EVERETT — The new artificial athletic field at the Everett Boys &Girls Club is one of six nationwide being tested for the safety of crumb-rubber fill — a product that has triggered increasing concern over a possible link to cancer.
The fine-grained fill is used in artificial-turf fields and is made from ground-up tires.
The Cal Ripken Sr. Foundation, named for the famous Baltimore Orioles manager, helped pay for construction of the artificial-turf field here and at 41 other locations nationally. It will pay for testing the material from the six fields at an estimated cost of $15,000, said Chuck Brady, vice president of the Baltimore-based nonprofit.
The Everett ball field is on the grounds of the Boys &Girls Club at 2316 12th St., near Hawthorne Elementary School. Installation of the artificial turf, paid for by the Ripken foundation, Everett Community College and Snohomish County Parks and Recreation, was completed in November.
Other fields to be tested are in Baltimore, Bridgeport, Connecticut, Minneapolis, Newport News, Virginia, and Naples, Florida.
The Ripken Foundation’s board decision to conduct the tests comes after national news reports about a possible link between the crumb-rubber fill and cancer, Brady said. “When we heard those reports, we were just as concerned as everybody else,” he said. “We spent a long time this past year doing as much research as we could.”
Among those who have raised questions about crumb rubber are a University of Washington soccer coach, whose concern about artificial turf and a possible link to cancer was reported by news outlets nationally in 2014.
There are numerous health studies of crumb-rubber material that raise “absolutely no concern,” Brady said. But the national publicity “got our attention to say, ‘Hey, we need to check our fields.’?”
Last month, Edmonds parents said they were concerned about crumb rubber in a new artificial-turf field being built at the former Woodway High School. They lobbied the Edmonds School Board to substitute another material. But the school district has decided to proceed with construction of the field with the crumb-rubber fill.

(Required work) From the news article on crumb-rubber field testing, reproduce word for word the passage that opens with "The fine-grained fill" and closes with "completed in November.".

(Given entries)

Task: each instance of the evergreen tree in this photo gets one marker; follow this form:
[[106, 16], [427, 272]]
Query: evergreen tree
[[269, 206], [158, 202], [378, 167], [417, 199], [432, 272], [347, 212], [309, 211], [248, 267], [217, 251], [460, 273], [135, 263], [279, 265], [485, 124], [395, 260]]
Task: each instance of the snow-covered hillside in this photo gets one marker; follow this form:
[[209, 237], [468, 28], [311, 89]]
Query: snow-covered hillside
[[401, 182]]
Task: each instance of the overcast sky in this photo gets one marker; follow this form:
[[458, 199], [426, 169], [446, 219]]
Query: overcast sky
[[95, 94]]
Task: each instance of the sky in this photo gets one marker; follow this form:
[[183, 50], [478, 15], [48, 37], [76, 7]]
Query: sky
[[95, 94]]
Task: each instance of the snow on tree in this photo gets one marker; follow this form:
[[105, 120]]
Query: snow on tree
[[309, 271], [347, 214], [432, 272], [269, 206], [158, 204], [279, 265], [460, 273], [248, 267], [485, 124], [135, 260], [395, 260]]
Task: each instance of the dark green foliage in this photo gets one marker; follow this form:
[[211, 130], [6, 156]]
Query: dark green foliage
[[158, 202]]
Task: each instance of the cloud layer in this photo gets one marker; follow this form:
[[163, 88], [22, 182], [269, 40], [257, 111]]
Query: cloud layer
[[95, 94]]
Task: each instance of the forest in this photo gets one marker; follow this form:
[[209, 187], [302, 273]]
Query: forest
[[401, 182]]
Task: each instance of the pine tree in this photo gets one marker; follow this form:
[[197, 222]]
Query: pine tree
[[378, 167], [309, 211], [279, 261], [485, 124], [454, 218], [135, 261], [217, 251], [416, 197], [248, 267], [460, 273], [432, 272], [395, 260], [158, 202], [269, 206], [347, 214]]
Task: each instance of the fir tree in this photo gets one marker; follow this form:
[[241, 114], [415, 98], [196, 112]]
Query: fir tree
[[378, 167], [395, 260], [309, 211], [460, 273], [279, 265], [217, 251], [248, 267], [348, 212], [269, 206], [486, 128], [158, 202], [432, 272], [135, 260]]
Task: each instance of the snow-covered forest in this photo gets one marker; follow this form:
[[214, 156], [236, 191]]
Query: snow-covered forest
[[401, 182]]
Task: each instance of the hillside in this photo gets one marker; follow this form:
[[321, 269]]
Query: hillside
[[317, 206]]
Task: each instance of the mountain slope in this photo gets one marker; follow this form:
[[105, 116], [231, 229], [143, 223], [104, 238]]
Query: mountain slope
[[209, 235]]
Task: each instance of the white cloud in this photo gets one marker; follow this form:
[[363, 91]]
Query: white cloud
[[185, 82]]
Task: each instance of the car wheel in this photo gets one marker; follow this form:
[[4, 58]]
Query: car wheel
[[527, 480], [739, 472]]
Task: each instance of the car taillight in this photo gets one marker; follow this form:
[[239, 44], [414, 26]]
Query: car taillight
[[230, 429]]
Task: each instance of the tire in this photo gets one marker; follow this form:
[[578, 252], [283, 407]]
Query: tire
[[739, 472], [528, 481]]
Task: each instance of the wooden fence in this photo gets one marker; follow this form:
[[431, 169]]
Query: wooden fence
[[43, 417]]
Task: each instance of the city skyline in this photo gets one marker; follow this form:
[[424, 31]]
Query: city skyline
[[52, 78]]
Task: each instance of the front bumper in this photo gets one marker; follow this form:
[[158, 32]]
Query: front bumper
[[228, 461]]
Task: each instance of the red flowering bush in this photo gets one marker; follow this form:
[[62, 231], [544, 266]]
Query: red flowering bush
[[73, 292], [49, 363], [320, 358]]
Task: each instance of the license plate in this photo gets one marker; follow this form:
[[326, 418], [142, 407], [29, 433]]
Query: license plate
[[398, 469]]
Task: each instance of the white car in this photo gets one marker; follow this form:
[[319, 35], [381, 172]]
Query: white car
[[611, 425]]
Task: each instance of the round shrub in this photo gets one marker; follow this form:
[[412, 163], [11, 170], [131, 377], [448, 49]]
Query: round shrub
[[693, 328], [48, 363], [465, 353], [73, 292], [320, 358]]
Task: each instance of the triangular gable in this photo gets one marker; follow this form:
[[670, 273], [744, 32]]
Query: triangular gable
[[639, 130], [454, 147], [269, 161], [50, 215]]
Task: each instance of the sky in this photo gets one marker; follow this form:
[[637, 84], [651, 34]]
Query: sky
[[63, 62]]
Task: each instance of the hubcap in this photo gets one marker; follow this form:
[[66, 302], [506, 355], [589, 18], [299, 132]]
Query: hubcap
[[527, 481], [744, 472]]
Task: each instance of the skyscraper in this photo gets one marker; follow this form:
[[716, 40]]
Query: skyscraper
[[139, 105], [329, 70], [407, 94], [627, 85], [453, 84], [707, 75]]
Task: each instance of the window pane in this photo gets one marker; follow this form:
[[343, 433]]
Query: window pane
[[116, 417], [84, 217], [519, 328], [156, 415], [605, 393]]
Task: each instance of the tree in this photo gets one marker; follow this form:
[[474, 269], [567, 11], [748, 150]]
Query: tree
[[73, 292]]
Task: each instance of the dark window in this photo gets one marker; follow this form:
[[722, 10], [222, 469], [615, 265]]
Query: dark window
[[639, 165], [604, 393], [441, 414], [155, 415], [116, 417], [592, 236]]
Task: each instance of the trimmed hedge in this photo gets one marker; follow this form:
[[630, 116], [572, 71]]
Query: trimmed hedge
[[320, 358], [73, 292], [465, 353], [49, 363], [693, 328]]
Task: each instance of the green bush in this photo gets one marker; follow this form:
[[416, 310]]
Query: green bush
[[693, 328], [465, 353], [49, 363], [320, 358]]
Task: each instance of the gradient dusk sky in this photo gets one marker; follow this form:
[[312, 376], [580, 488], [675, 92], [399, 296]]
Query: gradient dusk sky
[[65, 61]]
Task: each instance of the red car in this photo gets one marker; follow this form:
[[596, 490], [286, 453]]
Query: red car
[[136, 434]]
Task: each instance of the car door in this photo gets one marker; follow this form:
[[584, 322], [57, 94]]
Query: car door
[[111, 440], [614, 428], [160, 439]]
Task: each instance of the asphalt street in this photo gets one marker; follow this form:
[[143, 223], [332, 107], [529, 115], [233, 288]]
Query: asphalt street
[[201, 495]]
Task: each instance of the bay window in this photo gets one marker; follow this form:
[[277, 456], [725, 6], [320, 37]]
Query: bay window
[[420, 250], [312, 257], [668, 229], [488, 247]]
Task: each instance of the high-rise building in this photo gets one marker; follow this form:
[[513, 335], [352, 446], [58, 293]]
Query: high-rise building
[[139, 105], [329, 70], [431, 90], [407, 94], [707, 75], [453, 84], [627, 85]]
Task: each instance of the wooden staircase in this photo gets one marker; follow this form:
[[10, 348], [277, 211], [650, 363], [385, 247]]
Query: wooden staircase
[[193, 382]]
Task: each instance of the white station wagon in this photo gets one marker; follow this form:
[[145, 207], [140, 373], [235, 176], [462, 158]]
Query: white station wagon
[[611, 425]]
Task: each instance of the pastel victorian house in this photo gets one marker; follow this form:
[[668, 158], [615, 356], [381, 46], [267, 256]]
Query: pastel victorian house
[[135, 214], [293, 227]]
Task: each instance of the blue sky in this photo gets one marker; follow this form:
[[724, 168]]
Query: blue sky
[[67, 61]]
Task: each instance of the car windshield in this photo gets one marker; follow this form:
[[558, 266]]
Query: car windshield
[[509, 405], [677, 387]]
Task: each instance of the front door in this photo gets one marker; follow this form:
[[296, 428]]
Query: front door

(Exercise result)
The fine-grained fill is used in artificial-turf fields and is made from ground-up tires.
The Cal Ripken Sr. Foundation, named for the famous Baltimore Orioles manager, helped pay for construction of the artificial-turf field here and at 41 other locations nationally. It will pay for testing the material from the six fields at an estimated cost of $15,000, said Chuck Brady, vice president of the Baltimore-based nonprofit.
The Everett ball field is on the grounds of the Boys &Girls Club at 2316 12th St., near Hawthorne Elementary School. Installation of the artificial turf, paid for by the Ripken foundation, Everett Community College and Snohomish County Parks and Recreation, was completed in November.